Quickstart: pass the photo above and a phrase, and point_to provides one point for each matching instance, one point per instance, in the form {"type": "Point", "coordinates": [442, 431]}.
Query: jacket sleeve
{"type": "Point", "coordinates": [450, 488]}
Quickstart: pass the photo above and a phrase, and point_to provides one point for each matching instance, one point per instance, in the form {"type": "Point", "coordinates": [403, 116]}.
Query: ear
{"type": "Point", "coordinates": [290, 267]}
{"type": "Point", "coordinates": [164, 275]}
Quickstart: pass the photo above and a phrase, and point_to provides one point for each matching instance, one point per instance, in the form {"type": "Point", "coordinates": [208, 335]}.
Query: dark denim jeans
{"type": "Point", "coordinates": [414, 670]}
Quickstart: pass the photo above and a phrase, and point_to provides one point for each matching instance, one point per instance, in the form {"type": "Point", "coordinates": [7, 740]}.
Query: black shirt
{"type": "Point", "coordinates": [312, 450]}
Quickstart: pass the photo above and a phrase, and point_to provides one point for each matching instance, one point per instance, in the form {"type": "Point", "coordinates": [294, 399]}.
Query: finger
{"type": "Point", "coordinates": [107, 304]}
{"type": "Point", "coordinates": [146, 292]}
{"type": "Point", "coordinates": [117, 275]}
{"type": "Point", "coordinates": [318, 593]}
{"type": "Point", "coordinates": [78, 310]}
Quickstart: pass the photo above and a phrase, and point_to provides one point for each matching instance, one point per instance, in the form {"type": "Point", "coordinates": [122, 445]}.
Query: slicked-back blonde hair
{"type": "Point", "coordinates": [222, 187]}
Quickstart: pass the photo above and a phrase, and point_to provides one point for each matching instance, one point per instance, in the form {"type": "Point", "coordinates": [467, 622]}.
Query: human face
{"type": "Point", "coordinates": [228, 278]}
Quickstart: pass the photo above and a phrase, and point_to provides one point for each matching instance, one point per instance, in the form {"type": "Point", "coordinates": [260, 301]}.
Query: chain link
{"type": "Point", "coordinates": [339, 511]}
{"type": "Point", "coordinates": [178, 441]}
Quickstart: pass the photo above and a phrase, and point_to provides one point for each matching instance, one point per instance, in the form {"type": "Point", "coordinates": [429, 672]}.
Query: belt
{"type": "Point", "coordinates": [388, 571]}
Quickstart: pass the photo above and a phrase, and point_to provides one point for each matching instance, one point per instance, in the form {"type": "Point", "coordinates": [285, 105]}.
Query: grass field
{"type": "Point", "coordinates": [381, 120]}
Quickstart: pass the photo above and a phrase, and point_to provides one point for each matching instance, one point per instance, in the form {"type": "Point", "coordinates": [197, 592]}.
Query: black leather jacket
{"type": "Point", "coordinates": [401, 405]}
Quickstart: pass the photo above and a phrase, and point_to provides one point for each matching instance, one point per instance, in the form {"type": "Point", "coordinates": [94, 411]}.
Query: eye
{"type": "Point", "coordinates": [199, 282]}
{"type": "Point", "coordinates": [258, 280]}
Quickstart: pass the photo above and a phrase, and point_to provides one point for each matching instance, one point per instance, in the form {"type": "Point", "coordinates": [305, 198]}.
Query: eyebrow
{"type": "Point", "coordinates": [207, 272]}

•••••

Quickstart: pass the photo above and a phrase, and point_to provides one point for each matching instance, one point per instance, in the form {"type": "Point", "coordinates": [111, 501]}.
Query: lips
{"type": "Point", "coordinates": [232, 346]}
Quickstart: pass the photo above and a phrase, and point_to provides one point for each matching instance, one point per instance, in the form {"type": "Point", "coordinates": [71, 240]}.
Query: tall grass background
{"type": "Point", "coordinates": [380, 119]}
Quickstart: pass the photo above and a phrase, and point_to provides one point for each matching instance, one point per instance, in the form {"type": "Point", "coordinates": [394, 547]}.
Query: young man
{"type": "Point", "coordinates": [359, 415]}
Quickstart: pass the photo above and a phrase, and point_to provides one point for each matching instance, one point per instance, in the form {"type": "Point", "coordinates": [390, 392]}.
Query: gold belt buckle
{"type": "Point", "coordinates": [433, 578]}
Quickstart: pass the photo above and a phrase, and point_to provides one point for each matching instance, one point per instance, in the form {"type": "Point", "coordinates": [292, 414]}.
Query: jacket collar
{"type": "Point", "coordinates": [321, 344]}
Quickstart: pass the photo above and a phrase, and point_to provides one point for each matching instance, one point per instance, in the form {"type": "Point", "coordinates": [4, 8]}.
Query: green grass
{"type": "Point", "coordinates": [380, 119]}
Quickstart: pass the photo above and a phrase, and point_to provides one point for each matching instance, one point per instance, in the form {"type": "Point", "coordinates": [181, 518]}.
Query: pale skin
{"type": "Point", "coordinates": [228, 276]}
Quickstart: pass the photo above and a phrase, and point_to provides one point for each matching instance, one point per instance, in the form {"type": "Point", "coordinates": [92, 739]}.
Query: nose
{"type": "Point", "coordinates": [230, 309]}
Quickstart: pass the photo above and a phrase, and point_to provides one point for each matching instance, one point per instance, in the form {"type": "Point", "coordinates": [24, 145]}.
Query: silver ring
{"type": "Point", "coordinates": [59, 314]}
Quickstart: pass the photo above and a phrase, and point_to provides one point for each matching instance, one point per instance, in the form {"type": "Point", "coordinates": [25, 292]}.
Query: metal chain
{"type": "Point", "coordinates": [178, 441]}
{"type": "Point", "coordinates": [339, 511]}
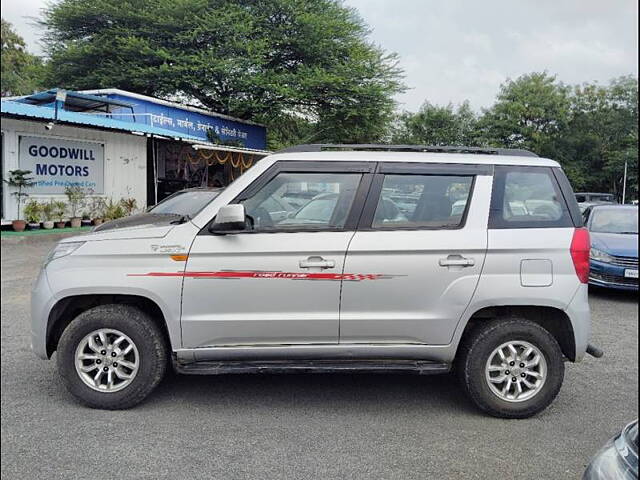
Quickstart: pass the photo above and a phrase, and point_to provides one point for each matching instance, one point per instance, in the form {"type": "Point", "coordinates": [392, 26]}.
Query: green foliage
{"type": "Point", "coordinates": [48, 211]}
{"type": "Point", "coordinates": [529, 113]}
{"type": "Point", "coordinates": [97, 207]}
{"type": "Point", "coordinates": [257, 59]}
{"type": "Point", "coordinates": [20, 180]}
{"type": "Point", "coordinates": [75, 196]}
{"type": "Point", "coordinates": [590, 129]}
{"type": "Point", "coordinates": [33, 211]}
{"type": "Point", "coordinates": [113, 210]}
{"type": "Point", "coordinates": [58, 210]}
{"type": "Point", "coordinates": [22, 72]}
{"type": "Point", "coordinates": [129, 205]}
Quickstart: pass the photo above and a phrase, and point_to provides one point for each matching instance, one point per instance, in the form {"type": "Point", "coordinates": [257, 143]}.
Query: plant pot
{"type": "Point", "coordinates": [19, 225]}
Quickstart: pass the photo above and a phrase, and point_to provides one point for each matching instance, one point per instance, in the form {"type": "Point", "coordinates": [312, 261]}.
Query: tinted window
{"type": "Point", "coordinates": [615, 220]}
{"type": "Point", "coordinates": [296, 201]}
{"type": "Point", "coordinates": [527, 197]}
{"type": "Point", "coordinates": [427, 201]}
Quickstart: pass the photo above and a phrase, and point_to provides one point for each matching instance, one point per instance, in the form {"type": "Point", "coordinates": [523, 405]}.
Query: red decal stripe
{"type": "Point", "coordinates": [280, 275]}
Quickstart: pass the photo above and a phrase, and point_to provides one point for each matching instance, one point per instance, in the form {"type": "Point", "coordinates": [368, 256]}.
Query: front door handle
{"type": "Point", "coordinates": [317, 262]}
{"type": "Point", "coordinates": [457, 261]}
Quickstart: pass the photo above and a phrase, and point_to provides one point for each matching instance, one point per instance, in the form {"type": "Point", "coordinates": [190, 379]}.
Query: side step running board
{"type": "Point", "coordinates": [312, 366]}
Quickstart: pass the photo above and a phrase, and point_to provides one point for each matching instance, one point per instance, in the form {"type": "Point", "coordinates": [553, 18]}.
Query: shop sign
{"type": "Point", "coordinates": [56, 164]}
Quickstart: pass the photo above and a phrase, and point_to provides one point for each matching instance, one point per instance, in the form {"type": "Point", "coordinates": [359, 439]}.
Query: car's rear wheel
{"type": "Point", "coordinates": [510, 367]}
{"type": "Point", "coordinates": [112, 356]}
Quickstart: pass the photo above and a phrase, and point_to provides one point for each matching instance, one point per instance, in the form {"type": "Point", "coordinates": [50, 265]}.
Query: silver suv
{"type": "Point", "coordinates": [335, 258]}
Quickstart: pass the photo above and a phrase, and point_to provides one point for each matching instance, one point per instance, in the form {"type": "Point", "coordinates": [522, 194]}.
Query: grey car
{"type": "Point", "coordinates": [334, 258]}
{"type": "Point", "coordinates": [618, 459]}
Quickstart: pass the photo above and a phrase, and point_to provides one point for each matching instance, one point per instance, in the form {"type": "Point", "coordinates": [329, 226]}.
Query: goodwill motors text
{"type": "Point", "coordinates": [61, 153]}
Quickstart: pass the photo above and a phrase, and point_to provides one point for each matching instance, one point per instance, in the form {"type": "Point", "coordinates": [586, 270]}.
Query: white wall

•••••

Exercise directions:
Find each line in the records that contains the string "black", matching case, and copy those lines.

Written answer:
Query: black shirt
Query: black leather jacket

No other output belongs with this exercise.